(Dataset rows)
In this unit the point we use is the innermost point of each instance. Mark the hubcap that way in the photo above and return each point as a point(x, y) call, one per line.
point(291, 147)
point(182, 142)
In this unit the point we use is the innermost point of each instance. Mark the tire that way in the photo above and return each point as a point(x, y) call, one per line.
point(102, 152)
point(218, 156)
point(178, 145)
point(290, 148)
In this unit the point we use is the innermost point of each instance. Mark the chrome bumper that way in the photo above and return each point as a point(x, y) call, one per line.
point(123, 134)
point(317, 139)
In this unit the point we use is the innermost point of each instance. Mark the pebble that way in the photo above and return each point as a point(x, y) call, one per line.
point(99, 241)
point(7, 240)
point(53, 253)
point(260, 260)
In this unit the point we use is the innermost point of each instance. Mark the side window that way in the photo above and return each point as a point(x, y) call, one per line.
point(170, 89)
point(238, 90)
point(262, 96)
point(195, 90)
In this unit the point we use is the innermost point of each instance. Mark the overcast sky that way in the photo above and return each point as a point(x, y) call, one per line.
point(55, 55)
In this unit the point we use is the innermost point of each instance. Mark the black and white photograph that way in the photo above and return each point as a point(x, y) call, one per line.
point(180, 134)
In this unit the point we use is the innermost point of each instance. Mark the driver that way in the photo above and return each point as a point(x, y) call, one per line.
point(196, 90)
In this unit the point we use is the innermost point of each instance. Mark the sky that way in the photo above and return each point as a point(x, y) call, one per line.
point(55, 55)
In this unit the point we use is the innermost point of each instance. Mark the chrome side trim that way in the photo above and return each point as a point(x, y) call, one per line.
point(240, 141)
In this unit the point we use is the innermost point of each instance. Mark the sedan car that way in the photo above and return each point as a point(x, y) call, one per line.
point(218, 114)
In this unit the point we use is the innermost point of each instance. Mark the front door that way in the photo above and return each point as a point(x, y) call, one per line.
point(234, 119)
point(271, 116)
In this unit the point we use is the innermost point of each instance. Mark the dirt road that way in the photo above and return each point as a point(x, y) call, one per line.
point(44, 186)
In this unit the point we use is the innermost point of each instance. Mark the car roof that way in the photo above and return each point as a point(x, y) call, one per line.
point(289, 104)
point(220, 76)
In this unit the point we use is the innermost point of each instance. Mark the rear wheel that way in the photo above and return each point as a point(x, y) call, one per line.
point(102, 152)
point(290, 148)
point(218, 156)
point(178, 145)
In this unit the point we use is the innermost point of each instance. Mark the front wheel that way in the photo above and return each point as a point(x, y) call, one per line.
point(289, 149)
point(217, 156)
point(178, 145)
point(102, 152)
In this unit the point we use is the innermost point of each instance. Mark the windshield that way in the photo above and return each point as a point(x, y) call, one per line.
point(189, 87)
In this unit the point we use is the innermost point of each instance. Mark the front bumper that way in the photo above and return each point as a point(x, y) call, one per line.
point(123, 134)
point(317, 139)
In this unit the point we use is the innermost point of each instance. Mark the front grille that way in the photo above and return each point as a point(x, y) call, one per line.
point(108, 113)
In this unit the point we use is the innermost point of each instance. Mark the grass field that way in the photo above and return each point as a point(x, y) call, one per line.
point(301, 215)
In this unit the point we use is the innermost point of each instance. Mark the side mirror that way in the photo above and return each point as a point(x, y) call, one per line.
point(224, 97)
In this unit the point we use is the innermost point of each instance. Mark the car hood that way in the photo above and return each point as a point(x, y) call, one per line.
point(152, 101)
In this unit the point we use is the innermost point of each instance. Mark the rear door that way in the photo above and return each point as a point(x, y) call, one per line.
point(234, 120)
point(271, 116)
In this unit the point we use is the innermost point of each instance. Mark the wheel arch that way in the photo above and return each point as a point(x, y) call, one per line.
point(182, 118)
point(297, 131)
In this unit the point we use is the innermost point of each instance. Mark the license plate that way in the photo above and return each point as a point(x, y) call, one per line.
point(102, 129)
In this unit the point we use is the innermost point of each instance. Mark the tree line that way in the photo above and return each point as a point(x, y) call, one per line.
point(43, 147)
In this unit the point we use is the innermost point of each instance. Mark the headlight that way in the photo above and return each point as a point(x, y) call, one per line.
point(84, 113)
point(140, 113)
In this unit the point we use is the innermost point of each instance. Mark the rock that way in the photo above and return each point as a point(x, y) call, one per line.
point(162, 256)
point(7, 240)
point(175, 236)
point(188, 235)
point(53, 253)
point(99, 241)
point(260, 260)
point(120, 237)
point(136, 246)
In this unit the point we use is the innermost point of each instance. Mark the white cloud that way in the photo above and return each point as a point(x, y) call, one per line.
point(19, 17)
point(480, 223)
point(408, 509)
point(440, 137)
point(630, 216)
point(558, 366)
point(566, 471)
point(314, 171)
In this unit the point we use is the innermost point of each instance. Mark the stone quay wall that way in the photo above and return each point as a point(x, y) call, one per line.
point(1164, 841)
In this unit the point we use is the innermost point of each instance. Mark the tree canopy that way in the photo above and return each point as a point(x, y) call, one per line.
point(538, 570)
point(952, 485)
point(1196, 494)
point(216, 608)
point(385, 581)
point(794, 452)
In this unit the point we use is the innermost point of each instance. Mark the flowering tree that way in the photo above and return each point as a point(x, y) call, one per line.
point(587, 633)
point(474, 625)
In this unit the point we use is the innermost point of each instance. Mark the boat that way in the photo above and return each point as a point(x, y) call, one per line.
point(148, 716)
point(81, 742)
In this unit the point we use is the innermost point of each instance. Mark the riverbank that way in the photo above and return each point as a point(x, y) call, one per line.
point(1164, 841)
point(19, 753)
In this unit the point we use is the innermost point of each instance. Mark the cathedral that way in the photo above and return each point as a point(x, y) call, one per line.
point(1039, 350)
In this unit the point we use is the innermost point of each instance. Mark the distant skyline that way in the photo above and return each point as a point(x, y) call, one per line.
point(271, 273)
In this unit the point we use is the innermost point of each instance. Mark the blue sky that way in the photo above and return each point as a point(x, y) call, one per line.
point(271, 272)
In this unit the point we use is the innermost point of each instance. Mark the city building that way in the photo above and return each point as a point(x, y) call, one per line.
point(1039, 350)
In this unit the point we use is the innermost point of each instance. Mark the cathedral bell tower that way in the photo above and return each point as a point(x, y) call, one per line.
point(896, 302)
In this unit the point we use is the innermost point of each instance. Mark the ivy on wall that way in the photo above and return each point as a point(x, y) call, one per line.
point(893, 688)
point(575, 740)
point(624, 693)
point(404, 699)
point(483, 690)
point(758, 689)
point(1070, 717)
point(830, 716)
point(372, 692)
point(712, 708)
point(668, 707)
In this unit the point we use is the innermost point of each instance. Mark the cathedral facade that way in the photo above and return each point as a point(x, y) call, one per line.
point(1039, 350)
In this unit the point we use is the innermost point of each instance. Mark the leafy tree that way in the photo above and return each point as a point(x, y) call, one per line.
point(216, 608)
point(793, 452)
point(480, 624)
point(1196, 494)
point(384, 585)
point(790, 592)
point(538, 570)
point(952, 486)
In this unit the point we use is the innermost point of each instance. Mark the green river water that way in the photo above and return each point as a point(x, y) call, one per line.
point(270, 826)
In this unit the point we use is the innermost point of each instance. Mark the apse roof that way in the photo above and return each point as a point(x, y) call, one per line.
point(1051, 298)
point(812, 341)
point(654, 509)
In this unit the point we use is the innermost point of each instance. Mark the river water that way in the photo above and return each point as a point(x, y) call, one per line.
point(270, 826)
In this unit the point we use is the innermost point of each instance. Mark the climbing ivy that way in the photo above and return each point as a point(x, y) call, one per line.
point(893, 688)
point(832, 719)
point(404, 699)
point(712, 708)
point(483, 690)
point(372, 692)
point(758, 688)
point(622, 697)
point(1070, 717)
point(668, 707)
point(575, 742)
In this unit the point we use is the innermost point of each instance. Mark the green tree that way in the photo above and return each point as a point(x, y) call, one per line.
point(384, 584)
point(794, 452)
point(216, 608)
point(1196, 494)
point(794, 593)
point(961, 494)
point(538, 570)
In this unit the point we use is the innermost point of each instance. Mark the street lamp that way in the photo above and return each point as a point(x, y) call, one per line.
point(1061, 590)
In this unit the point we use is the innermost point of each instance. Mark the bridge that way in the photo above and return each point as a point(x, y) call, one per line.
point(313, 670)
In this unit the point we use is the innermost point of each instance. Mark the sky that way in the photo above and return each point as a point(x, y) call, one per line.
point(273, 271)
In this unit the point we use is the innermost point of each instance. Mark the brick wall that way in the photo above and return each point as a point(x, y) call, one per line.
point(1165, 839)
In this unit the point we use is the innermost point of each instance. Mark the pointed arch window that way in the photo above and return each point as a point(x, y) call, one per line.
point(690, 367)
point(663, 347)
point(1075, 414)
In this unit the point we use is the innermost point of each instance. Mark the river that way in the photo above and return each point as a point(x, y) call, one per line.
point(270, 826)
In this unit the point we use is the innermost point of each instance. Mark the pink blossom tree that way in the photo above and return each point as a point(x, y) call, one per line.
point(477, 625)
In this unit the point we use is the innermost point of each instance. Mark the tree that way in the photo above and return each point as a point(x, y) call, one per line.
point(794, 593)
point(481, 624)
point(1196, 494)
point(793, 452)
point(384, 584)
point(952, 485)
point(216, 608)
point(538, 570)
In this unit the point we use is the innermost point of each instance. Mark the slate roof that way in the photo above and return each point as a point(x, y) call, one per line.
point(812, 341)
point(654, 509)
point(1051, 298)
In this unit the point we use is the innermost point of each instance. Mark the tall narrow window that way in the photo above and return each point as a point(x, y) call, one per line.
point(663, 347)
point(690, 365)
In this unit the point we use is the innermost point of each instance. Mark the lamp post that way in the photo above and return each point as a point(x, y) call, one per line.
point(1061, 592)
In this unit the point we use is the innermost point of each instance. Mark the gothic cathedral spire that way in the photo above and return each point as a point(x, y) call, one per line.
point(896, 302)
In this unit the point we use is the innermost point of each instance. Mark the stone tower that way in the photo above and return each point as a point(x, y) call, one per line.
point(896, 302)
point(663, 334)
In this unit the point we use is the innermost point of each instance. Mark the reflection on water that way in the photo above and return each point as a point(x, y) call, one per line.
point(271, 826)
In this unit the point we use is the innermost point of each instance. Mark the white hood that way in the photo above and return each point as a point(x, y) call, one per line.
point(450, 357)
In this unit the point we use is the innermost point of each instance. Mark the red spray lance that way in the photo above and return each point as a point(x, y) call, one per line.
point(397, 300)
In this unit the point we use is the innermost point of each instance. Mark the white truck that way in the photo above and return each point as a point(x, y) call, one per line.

» **Problem description**: Give back exactly the lines that run from the line with "Mark the reflection" through the close of the material, counting both ends, and nothing more.

» **Response**:
In this unit the point we use is the innermost point of each instance. Mark the reflection on water that way in the photo above and return each point as a point(x, y) call, one per line.
point(271, 826)
In this unit the point we use is the innermost point of each instance. Mark the white hood that way in the photo above and return each point as a point(x, y) call, one per line.
point(450, 357)
In this unit the point we use is the innermost point of each instance. Mark the red spray lance that way in the photo above and return each point as a point(x, y) call, one per line.
point(397, 300)
In this unit the point we use is the innermost point of each instance. Mark the white truck that way in the photo above and return each point as a point(x, y) call, one per line.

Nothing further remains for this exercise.